Exercise objective | Repeat the data precisely as given.

(Beginning of Data for the task)

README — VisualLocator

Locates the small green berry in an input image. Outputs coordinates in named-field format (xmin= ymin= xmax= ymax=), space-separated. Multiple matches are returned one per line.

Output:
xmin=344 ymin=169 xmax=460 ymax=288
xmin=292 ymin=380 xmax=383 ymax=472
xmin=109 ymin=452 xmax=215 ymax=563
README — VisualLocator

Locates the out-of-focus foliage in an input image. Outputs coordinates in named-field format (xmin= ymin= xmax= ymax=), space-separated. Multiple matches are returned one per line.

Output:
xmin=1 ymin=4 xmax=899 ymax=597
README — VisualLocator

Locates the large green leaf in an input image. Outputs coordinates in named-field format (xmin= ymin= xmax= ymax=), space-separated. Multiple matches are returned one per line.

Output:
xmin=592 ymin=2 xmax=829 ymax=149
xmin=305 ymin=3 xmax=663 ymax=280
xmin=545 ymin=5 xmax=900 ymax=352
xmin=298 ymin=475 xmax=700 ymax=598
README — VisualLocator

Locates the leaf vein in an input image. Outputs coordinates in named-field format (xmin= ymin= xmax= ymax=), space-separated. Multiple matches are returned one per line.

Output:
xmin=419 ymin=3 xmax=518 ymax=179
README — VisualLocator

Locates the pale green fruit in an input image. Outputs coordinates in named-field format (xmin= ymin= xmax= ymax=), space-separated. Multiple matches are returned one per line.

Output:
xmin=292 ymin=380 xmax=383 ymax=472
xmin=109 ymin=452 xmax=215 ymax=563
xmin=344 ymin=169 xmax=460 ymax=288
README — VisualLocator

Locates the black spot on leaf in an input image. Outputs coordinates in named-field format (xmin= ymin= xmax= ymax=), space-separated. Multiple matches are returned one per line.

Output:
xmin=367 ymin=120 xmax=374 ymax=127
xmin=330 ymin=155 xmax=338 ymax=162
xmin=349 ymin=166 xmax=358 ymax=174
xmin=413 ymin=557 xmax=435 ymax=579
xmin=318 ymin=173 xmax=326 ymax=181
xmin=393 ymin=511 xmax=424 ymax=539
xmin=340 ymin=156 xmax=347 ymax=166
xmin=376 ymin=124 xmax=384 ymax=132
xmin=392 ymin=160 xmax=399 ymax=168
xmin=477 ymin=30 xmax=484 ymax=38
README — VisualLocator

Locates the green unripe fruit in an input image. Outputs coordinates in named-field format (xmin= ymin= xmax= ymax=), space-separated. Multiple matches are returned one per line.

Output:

(End of Data for the task)

Task result |
README — VisualLocator

Locates the small green berry in an input image. Outputs coordinates in named-field format (xmin= ymin= xmax= ymax=), space-separated. Multiple matches are returned one per line.

Output:
xmin=344 ymin=169 xmax=460 ymax=288
xmin=292 ymin=380 xmax=383 ymax=472
xmin=109 ymin=452 xmax=215 ymax=563
README — VisualLocator

Locates the out-of-focus foliage in an input image. Outputs coordinates in named-field format (xmin= ymin= xmax= ymax=), space-separated. Multiple matches are returned one per line.

Output:
xmin=1 ymin=4 xmax=899 ymax=597
README — VisualLocator

Locates the large green leaf in an input image. Outputs coordinates in named-field format (xmin= ymin= xmax= ymax=), space-separated. Multiple matches are returned one per line.

Output:
xmin=592 ymin=2 xmax=829 ymax=149
xmin=305 ymin=3 xmax=663 ymax=280
xmin=545 ymin=5 xmax=900 ymax=352
xmin=298 ymin=475 xmax=700 ymax=598
README — VisualLocator

Locates the leaf vein in an input image. Outputs coordinates in named-field format (xmin= ymin= xmax= ymax=), space-separated. Multiple matches are returned one per line.

Output:
xmin=419 ymin=3 xmax=518 ymax=179
README — VisualLocator

Locates the pale green fruit in an input image. Outputs coordinates in named-field format (xmin= ymin= xmax= ymax=), space-separated. Multiple matches are returned one per line.

Output:
xmin=292 ymin=380 xmax=383 ymax=472
xmin=109 ymin=452 xmax=215 ymax=563
xmin=344 ymin=169 xmax=460 ymax=288
README — VisualLocator

Locates the black spot on leaf in an input image. Outputs coordinates in named-field format (xmin= ymin= xmax= ymax=), space-separated. Multiple matches are returned one per line.

Output:
xmin=367 ymin=120 xmax=374 ymax=127
xmin=330 ymin=155 xmax=338 ymax=162
xmin=349 ymin=166 xmax=358 ymax=174
xmin=413 ymin=557 xmax=435 ymax=579
xmin=318 ymin=173 xmax=326 ymax=181
xmin=393 ymin=511 xmax=424 ymax=539
xmin=340 ymin=156 xmax=347 ymax=166
xmin=376 ymin=124 xmax=384 ymax=132
xmin=392 ymin=160 xmax=399 ymax=168
xmin=477 ymin=30 xmax=484 ymax=38
README — VisualLocator

Locates the green unripe fruit in an input image. Outputs coordinates in named-field format (xmin= ymin= xmax= ymax=), space-separated. Multiple matches are returned one per line.

Output:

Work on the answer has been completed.